Exercise goal
Repeat the records in full and exactly, omitting pictures.

+++ Exercise data +++

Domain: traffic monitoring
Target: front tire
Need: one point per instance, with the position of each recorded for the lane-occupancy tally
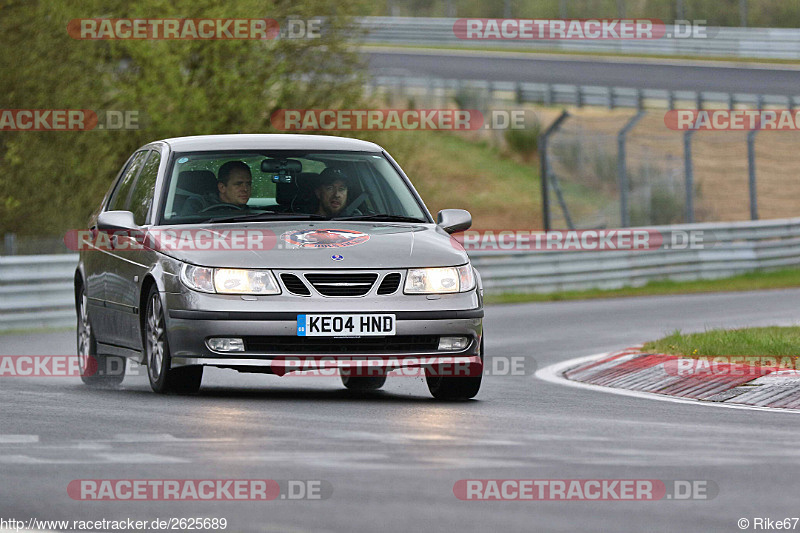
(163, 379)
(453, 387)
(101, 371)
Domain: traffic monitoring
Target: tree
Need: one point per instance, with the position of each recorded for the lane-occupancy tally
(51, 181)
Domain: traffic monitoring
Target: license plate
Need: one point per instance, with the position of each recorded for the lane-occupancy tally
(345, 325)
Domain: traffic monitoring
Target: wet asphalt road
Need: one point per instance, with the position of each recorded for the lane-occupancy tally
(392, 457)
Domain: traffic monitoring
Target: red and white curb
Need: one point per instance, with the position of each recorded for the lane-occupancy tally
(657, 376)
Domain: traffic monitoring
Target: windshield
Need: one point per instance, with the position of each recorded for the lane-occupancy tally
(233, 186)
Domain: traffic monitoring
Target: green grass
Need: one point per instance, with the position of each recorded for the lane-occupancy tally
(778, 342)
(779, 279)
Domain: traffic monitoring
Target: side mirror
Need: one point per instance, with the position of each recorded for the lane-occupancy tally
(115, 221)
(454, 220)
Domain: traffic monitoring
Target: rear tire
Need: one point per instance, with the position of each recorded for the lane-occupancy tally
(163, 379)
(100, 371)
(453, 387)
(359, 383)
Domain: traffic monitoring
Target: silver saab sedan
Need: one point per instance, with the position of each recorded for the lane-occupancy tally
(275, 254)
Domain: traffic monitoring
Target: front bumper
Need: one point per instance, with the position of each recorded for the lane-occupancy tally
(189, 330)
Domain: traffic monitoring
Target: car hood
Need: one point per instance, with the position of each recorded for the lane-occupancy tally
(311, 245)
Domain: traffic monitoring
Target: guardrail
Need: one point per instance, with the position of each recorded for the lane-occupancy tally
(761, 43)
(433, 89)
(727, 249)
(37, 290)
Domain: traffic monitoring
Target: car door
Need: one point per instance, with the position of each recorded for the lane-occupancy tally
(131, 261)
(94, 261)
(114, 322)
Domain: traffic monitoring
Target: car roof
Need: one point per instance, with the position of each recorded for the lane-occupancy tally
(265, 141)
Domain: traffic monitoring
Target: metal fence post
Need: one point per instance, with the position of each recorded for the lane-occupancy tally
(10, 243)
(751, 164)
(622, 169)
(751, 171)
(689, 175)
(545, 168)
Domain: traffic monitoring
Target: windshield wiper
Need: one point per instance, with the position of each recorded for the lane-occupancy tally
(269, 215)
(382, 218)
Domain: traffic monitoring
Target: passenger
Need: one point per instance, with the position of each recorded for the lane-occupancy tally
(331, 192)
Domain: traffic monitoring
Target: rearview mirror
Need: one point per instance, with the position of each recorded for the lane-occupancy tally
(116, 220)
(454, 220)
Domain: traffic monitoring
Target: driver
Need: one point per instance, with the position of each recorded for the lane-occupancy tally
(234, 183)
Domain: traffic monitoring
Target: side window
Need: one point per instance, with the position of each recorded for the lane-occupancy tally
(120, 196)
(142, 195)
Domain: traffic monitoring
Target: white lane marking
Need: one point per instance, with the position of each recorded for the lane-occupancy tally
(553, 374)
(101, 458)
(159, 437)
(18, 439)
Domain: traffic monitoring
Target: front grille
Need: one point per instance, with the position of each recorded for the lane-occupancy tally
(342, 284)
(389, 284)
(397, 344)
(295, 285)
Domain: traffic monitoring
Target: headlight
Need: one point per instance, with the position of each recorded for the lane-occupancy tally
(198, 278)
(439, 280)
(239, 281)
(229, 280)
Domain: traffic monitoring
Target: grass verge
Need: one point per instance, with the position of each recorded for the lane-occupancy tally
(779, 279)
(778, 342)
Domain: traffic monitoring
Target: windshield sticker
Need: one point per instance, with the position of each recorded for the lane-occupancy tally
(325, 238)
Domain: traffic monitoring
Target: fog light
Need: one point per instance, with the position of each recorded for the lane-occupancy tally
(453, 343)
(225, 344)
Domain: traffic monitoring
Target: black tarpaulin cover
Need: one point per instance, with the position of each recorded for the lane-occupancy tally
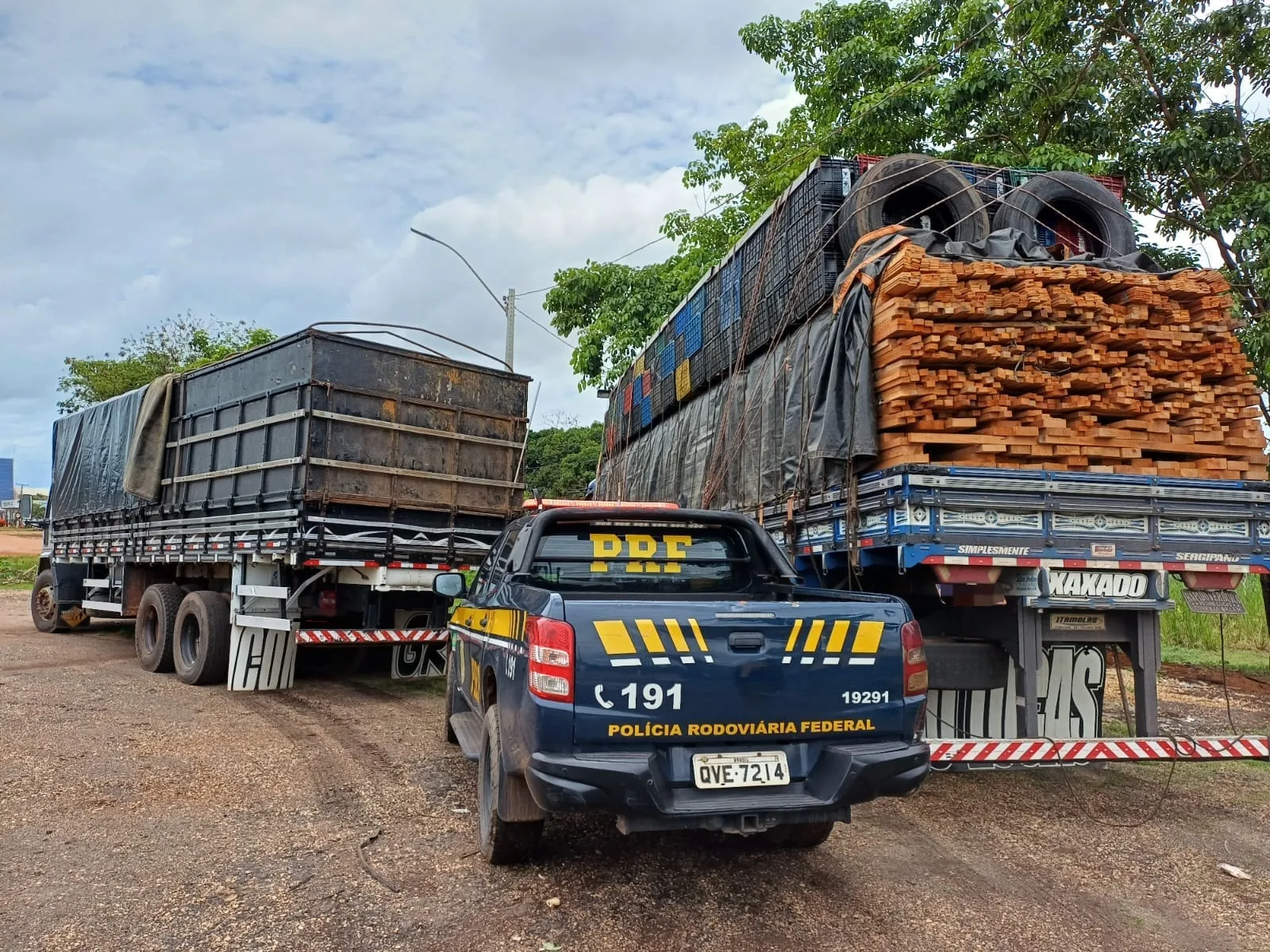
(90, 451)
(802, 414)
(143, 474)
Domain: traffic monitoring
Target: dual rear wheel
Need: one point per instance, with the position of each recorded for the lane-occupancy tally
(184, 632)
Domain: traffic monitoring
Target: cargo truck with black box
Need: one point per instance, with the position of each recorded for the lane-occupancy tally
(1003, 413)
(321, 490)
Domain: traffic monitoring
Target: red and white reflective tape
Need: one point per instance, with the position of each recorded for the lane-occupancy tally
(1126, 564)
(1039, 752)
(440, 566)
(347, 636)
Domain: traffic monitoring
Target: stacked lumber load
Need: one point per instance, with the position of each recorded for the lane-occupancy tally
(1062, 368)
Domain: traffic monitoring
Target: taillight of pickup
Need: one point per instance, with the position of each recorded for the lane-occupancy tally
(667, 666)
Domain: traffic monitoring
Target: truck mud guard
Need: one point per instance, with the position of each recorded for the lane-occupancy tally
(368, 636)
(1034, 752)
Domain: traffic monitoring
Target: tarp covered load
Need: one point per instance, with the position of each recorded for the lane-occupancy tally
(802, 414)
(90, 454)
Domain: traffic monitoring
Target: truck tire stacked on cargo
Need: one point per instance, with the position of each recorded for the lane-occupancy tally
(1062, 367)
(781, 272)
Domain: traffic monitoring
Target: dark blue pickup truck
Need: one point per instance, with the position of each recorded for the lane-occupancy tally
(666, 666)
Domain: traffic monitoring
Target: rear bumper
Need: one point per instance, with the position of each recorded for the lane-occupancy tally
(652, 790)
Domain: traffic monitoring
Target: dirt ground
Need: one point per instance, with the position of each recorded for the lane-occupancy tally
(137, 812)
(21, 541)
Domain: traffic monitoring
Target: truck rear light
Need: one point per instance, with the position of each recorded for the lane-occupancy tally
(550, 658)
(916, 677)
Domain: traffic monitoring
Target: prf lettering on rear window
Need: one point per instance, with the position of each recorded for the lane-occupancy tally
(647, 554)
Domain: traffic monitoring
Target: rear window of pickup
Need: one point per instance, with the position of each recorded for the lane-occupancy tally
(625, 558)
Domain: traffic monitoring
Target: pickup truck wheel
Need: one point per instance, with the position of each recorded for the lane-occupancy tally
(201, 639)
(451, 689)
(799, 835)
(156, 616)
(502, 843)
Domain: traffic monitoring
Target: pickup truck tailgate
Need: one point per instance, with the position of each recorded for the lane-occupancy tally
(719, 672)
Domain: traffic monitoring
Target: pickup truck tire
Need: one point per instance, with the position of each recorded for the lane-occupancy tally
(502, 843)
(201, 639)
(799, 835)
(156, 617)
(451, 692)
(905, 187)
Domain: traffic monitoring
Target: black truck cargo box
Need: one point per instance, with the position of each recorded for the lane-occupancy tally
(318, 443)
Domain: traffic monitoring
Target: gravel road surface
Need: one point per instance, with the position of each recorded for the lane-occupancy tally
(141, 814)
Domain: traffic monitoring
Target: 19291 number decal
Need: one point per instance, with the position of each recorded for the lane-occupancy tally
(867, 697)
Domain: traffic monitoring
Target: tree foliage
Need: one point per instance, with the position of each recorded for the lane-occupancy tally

+++

The answer
Domain: traffic monitoring
Target: front tire
Need: one point per instance, with the position of each recorded for the lane-occupancy tally
(163, 379)
(453, 387)
(101, 371)
Domain: traffic monitoring
Target: tree
Need: one point per instance, with the position of each recorded for the lane-occupancy tally
(51, 181)
Domain: traffic monitoring
Target: license plate
Need: one point per instance, with the position of each recorded for the lane-occupancy tally
(345, 325)
Domain: traffic monitoring
Target: wet asphalt road
Need: one point per instance, with the position of each recorded for the lane-occupancy tally
(392, 457)
Domain: traffic monitoring
Target: red and white curb
Need: one point per instance, with the position of each recorded for the lane-occupancy tally
(657, 376)
Domain: traffic monitoring
Target: windshield
Need: one point per instance, with the position of each recorded for the lane-occupancy tally
(233, 186)
Domain: traffic monitoring
Target: green grass
Need: one point per instance, with the position of each recorded for the lane-occupancy tally
(778, 342)
(779, 279)
Domain: traffic monitoring
Target: side mirror
Need: one point per instance, with the position of each recorded for the lane-occupancy tally
(115, 221)
(454, 220)
Domain: traffic monitoring
Target: rear tire
Need: one point per instance, with the position of each recorded for the lane-occupancy tally
(163, 379)
(100, 371)
(453, 387)
(359, 383)
Domain: traffic monitoring
Target: silver saab sedan
Need: one point per instance, with the position of each recorded for the lane-occupancy tally
(275, 254)
Domain: traffic monitoring
Target: front bumper
Need: one point per instance, with the position of each recorded for the lane-occupancy tally
(189, 330)
Domain: traffic monitoring
Target: car hood
Need: one point per instance, with the position of each recorded for the lane-occupancy tally
(311, 245)
Domain: traffic monitoring
Target: guardrail
Need: one point per instance, with the position of each recorded for the lane-occupancy tally
(761, 43)
(433, 89)
(727, 249)
(37, 290)
Domain: traffic monitoring
Target: car door
Need: one point per instance, with the position of each recorded for the lane-occupancy tally
(131, 261)
(94, 261)
(114, 322)
Domain: traffic monitoring
Target: car roof
Need: one point per instance, with the position of each recorded for the lane-occupancy tally
(265, 141)
Domain: traffic monitoring
Target: metal fence post
Need: one point per instance, with the position of each recorded for the lane-occupancy tally
(10, 243)
(751, 164)
(622, 169)
(751, 171)
(689, 175)
(545, 168)
Domain: traffic monitoring
Target: windshield wiper
Need: one point per instance, with the position of each recorded for the lane-occupancy tally
(269, 215)
(382, 218)
Domain: traffic monitoring
Target: passenger
Need: one point per instance, with the position of each recorded for the lane-occupancy tally
(331, 192)
Domain: traffic monitoring
Target: rearview mirror
Need: one point per instance, with the position of each recorded for the lane-occupancy tally
(116, 220)
(454, 220)
Domain: traffic monitoring
Target: driver
Need: one point per instance, with the position of each recorded for the lane-occupancy tally
(234, 183)
Domain: traffic monitoring
Target: side window
Need: one point per instance, with the position of each recorded for the lane-occupancy tally
(120, 196)
(142, 195)
Domain: traffic monitoring
Target: white lane marking
Need: one point per instance, with the position of each recorded for the lane-occupancy tally
(553, 374)
(101, 458)
(159, 437)
(18, 439)
Domain: traffic monitoring
Target: front grille
Need: one point per instance, with the position of each recorded for the lane-occupancy tally
(342, 284)
(389, 284)
(397, 344)
(295, 285)
Domain: traffic monitoring
Target: headlight
Need: one point per instance, with the position of each recorded for the lane-occupancy tally
(198, 278)
(439, 280)
(239, 281)
(229, 280)
Domain: traffic monitoring
Target: grass verge
Need: one point per instance, with the position of each recorded for the lane-occupancy tally
(779, 279)
(778, 342)
Domain: traffic monitoring
Target: windshield sticker
Need: one point per instance, with the position of each recorded for the lane-occupancy tally
(325, 238)
Domain: traffic monitoring
Target: fog light
Need: one point per instance, with the position of each recorded for the lane-occupancy tally
(453, 343)
(225, 344)
Domain: traffic monitoring
Target: black tarpaulin cover
Need: one point per instance, with the position of each recorded for the lane-occupancy tally
(90, 451)
(802, 414)
(143, 474)
Domain: traffic monitoring
Target: dual rear wheel
Need: one point per instance, with the position of each recorded for the lane-occupancy tally
(184, 632)
Domain: traffic monitoring
Target: cargo truck with black box
Need: one point per instance, with the position of each recorded for the lane-occupancy tally
(1003, 413)
(321, 490)
Domain: traffic monitoring
Target: red and white reflective tape
Need: one point per instance, with the position of each recorded for the lane-occupancy tally
(1126, 564)
(1039, 752)
(440, 566)
(347, 636)
Domain: traffic monitoring
Target: stacked lumber load
Need: one point per instance, with the position of each recorded for the lane-occupancy tally
(1062, 368)
Domain: traffic monitoring
Target: taillight of pickup
Need: one point per instance, with the position of each recorded for the lane-occupancy tally
(667, 666)
Domain: traffic monitoring
Target: truck mud guard
Need: one point per instance, with the position of each recorded for the lane-occupancy tally
(368, 636)
(1034, 752)
Domain: traffic monitoring
Target: tarp covered load
Need: one point per instance, with the position of each recorded for the lane-occupancy tally
(802, 414)
(90, 454)
Domain: traffic monitoring
Target: truck tire stacked on cargo
Need: one point per instance, with the position of each recorded for the lane-occupancy tally
(1062, 367)
(781, 272)
Domain: traffic monitoring
Target: dark blue pickup truck
Need: one point per instance, with the position of each recorded for the lane-occupancy tally
(666, 666)
Domain: traffic monitoring
Target: rear bumper
Need: one point per instance, with the position of each recorded for the lane-occupancy tally
(652, 790)
Domain: traffic monitoring
Target: dirt ground
Need: one point per instance, with the position of each recorded for the lane-occupancy tally
(137, 812)
(21, 541)
Domain: traffic monitoring
Target: truck rear light
Need: one point per instance, with the position of each recorded for the lane-occupancy tally
(550, 658)
(916, 677)
Domain: traffic monitoring
Target: prf lettering on rear window
Need: one point per instance, with the position of each recorded for the lane-occupancy tally
(647, 554)
Domain: traffic monitoring
Target: rear window of pickup
Need: one point per instance, with the position of each recorded for the lane-occupancy tally
(625, 558)
Domain: traffic monitoring
Target: pickup truck wheel
Need: one point per instance, with the position of each recorded for the lane-occupancy tally
(201, 639)
(451, 689)
(799, 835)
(156, 616)
(502, 843)
Domain: traffic monitoring
Target: pickup truck tailgate
Need: one point per instance, with the position of each recorded for the lane-occupancy tally
(719, 672)
Domain: traffic monitoring
Target: pickup truck tire
Need: one point per instance, with the position of each recorded for the lane-occupancy tally
(502, 843)
(201, 639)
(799, 835)
(156, 617)
(451, 692)
(905, 187)
Domain: traffic monitoring
Target: black truck cargo box
Need: one point per instance, with the position of each recorded for the lane-occupancy tally
(318, 443)
Domain: traffic monitoring
Target: gravel road surface
Need: one point per instance, with the position of each recorded for the lane-occupancy tally
(141, 814)
Domain: traffic monitoring
Target: 19291 number decal
Need: one point per instance, with the position of each recorded for the lane-occupancy tally
(867, 697)
Domain: traffic monitoring
Target: tree foliage
Need: one point per instance, with the position of each recorded for the lane-occupancy tally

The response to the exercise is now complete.